• What to work on: Quote all of the lines below word for word, omitting the pictures from your answer.

• Input data:
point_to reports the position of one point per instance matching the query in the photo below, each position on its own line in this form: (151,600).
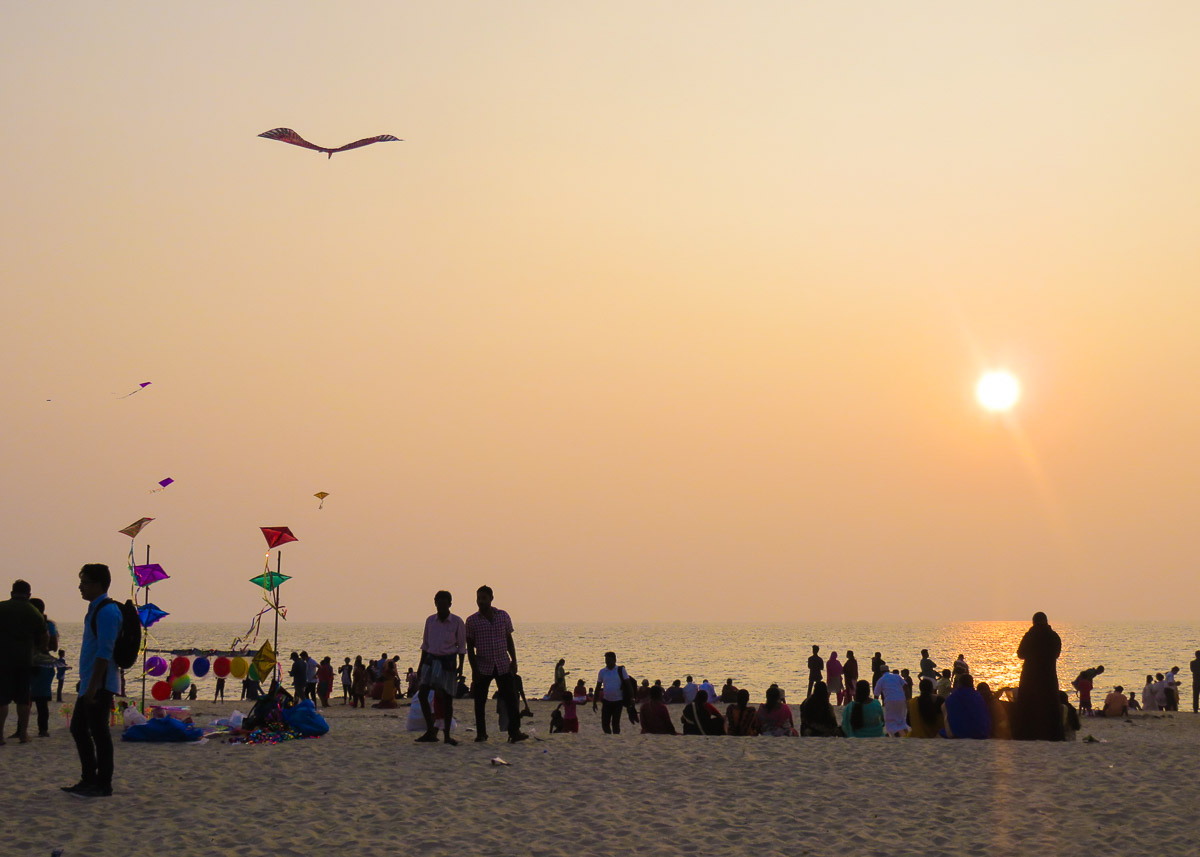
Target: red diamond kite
(277,535)
(289,136)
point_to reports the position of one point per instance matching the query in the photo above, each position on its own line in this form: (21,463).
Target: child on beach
(570,715)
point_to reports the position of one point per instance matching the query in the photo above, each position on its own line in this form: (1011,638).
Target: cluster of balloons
(179,681)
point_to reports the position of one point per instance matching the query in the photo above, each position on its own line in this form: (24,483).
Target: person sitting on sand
(741,719)
(817,719)
(925,715)
(689,690)
(654,715)
(863,717)
(1115,703)
(966,711)
(1000,727)
(774,717)
(701,718)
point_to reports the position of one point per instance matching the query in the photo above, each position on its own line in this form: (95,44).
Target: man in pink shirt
(443,648)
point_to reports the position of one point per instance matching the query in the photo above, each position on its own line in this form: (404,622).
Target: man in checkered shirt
(492,654)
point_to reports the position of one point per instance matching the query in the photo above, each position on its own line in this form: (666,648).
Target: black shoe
(93,791)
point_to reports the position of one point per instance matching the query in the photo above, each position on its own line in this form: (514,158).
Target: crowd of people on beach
(934,703)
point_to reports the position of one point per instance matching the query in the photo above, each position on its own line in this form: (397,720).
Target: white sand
(366,786)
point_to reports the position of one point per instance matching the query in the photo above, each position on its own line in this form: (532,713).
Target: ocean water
(754,655)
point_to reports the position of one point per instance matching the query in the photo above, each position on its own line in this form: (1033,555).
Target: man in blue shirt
(99,682)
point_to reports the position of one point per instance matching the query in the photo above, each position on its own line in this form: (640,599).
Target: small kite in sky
(145,575)
(149,613)
(136,527)
(289,136)
(277,535)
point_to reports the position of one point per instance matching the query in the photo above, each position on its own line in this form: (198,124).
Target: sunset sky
(660,311)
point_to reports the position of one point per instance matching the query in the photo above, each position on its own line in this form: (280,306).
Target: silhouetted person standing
(1037,712)
(816,666)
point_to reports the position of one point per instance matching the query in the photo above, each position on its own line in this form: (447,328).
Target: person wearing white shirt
(895,707)
(689,690)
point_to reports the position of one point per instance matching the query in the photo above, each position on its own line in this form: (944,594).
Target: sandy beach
(366,786)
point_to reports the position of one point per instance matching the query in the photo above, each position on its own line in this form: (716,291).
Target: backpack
(129,637)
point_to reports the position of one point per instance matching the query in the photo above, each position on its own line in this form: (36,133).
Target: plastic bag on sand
(305,719)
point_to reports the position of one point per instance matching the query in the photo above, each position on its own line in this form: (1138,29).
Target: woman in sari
(863,717)
(739,718)
(1036,712)
(925,717)
(774,717)
(701,718)
(817,719)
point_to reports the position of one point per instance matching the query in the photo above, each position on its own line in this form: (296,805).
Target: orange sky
(659,311)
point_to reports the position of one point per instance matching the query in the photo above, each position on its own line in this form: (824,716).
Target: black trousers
(479,687)
(43,715)
(89,727)
(610,715)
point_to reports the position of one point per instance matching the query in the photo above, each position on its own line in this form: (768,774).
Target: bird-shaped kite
(289,136)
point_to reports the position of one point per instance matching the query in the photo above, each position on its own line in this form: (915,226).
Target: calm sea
(754,655)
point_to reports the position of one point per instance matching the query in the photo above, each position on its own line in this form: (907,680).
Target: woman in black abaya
(1037,712)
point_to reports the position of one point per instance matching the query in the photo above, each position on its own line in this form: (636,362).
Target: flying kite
(145,575)
(136,527)
(289,136)
(277,535)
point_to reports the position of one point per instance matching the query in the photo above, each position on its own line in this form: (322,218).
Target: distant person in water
(729,693)
(816,667)
(966,711)
(1036,714)
(863,717)
(654,715)
(741,719)
(850,677)
(833,676)
(1084,683)
(443,651)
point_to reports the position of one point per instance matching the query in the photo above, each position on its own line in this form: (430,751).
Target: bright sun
(997,390)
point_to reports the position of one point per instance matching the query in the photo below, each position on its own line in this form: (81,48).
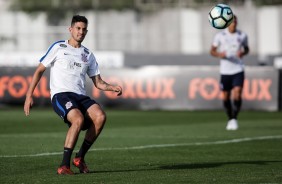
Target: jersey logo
(84,58)
(63,45)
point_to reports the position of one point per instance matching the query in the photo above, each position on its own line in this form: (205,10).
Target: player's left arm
(104,86)
(245,48)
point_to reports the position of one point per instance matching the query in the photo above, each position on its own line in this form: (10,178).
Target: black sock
(84,148)
(237,107)
(67,157)
(228,108)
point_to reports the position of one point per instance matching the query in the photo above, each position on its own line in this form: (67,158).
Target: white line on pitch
(247,139)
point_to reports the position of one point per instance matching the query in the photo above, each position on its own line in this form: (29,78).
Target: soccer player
(70,62)
(230,45)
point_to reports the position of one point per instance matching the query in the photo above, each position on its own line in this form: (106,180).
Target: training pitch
(146,147)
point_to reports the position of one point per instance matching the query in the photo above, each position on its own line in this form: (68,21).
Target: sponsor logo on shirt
(84,57)
(86,51)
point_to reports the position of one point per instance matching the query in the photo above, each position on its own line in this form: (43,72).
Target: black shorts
(64,102)
(227,82)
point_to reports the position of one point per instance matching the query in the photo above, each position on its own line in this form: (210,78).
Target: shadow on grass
(191,166)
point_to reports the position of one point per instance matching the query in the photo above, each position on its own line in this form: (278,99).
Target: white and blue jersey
(230,43)
(69,67)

• Task solution:
point_to reports the position of one point per instance matching the query in the photo below, each position on its own line in this form: (151,600).
Target: red diamond kite
(277,535)
(289,136)
point_to reports the position of one point per instance matching the query in the photo above, each position on its own line in this form: (21,463).
Target: child on beach
(570,715)
point_to reports the position of one point per instance matching the query in the photo above, each position on its own line in this form: (1011,638).
Target: cluster of balloons
(179,681)
point_to reports the position of one point per instance matching the query in the photo above, each position on its own line in this form: (24,483).
Target: person sitting on sand
(741,719)
(817,719)
(925,715)
(689,690)
(654,715)
(863,717)
(1115,703)
(966,711)
(1000,727)
(774,717)
(701,718)
point_to reports the position of one point per instance matching the query in the photo above, each position on its own line in this form: (95,44).
Target: man in pink shirt
(443,648)
point_to reports the position of one point per instance matching the query in the photo above, each position on its own line in this form: (404,622).
Target: man in checkered shirt
(492,654)
point_to reports the position of one point per instance matching the query in the photo above, each position on its own line in this form: (666,648).
Target: black shoe
(93,791)
point_to reports the position of one point per instance matching the query in the photo above, each position on its own line in this form: (514,158).
Target: crowd of people on beach
(934,703)
point_to reports the position of one point per instance matching the query in the photo above, each position on its own line in this form: (397,720).
Target: white sand
(366,786)
point_to reports the position of one point per instance matching the query in the photo above, each position on its own line in this form: (532,713).
Target: ocean water
(754,655)
point_to reports the position of one point per instance matching the query in the photo above, each position on its own line in this form: (1033,555).
Target: man in blue shirt
(99,682)
point_to reports the position of one point per instance matching the query in the photo above, each position on its own line in this form: (640,599).
Target: small kite in sky
(145,575)
(149,613)
(136,527)
(289,136)
(277,535)
point_to reports the position of one point per instance matching the query in the photo above, each position on its own line in this form: (198,124).
Target: sunset sky
(660,311)
point_to reports the position of one point per instance matching the query in the photo above, each position on its own line in this form: (280,306).
Target: silhouetted person standing
(1037,712)
(816,666)
point_to reports the position of one point per instance matching the query in the photo above, each position on its own line in this form: (447,328).
Target: person wearing white shirt
(895,707)
(689,690)
point_to reports the position of one point per instance matching the query in the photo above, each position on its own line in this form: (944,594).
Target: sandy beach
(366,786)
point_to reports the position of one point per instance matching the query in the photo above, each position on its own line in this form: (716,291).
Target: backpack
(129,637)
point_to reports the position of one point per instance matching the query in the photo above, each position on its own line in this form: (36,133).
Target: plastic bag on sand
(305,719)
point_to reports the position of one point per instance matching the query in the photo above, each position on its own line in this form: (1138,29).
Target: woman in sari
(863,717)
(739,718)
(1036,712)
(925,717)
(774,717)
(701,718)
(817,719)
point_to reports the position of one point per instance matching the query in the photo above, each position on its own line in this form: (296,805).
Target: orange sky
(659,311)
point_to reports the position of one point per instance matching the query in the photo above, each position on its own line in this form: (824,716).
Target: black trousers
(479,687)
(43,715)
(89,727)
(610,715)
point_to reports the position of one point per instance matching the query in the photo above, each position on its own line in this form: (768,774).
Target: bird-shaped kite
(289,136)
point_to reports the position of one point per instance matching the query in the photo above, each position on its own line in this form: (915,226).
Target: calm sea
(754,655)
point_to reports the position of one point per instance matching the query in the photo above, each position on its own line in this form: (907,680).
Target: woman in black abaya
(1037,712)
point_to reports the position of one point per instance matching the query in the photo above, each position on its own line in this form: (636,362).
Target: flying kite
(145,575)
(136,527)
(289,136)
(277,535)
point_to reports the position of one point per instance matching the query in the photo above, each position on its own line in this form: (322,218).
Target: distant person in water
(729,693)
(816,667)
(966,711)
(1036,714)
(863,717)
(654,715)
(741,719)
(850,677)
(833,676)
(1084,683)
(443,651)
point_to reports the position of one point per instance matching the query in the photo above, each position on its own line in this form: (430,751).
Target: bright sun
(997,390)
point_to reports the position of one point per instance matching the query in the photo below, each position on its own line in this form: (81,48).
Target: jersey logo
(84,58)
(63,45)
point_to reports the position of one point per instance matching the query in the photo above, each position on its own line in this form: (205,10).
Target: player's left arm
(104,86)
(245,48)
point_to reports the position of one point per instance matching the query in the photo above, each position on its own line in this form: (10,178).
Target: black sock
(84,148)
(237,107)
(67,157)
(228,108)
point_to reports the position of one point per instance matching the query in the photo above, each position on its own line in this form: (67,158).
Target: white line on pitch
(247,139)
point_to reports the position of one point per instance matching the query in the photo above, each position on its own line in this form: (29,78).
Target: soccer player
(70,62)
(230,45)
point_to reports the position of one point per instance matching the query in the photo above, each position on its own line in this form: (106,180).
Target: training pitch
(146,147)
point_to reports the position of one point per instance matching the query in the photo above, each position on its own line in this form: (68,21).
Target: sponsor logo on shirt
(84,57)
(86,51)
point_to reports the position of one point per instance matching the query in the photo above, each position on its own line in this form: (43,72).
Target: black shorts
(64,102)
(227,82)
point_to reports the position of one point per instance matching the query in the photo above, each position on its own line in this form: (210,78).
Target: shadow on grass
(191,166)
point_to reports the position of one point per instance matching the query in the photo above, each position on its own line in this form: (278,99).
Target: white and blue jersey
(230,43)
(69,67)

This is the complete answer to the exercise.